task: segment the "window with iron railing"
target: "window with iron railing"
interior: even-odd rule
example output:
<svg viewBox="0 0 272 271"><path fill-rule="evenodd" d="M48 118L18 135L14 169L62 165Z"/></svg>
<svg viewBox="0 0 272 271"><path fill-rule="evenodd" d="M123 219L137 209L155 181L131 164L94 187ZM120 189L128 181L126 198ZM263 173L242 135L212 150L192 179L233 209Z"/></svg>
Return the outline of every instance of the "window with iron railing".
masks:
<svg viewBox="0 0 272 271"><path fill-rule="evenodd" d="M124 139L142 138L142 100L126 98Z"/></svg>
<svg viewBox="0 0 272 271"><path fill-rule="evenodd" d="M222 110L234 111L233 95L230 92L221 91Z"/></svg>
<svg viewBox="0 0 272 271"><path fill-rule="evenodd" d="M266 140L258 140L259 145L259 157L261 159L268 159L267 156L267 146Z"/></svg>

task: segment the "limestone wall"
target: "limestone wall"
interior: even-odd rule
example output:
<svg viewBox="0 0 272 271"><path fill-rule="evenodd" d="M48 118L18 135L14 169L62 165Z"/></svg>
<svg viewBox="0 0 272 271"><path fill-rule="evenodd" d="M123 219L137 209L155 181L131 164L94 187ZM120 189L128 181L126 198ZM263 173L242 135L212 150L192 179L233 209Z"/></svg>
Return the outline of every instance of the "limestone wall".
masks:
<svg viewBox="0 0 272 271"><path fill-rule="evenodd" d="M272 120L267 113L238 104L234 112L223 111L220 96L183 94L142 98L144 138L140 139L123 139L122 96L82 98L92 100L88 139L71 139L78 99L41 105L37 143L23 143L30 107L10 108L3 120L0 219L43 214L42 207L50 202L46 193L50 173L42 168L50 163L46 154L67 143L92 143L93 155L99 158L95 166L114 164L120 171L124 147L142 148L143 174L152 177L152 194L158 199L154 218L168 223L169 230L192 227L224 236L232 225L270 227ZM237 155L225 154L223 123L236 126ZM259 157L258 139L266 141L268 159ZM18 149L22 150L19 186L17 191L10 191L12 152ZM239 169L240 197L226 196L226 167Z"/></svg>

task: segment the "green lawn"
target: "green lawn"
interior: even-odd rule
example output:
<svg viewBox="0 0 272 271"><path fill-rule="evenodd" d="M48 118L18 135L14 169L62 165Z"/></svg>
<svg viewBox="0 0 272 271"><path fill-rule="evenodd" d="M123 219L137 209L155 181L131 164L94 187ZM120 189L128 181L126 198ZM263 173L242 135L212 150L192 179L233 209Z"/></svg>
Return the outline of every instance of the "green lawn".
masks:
------
§ WRITTEN EXERCISE
Collect every line of the records that contains the string "instance".

§ THE OUTPUT
Return the outline of every instance of the "window with iron railing".
Return the outline of every instance of the "limestone wall".
Return the outline of every instance of the "green lawn".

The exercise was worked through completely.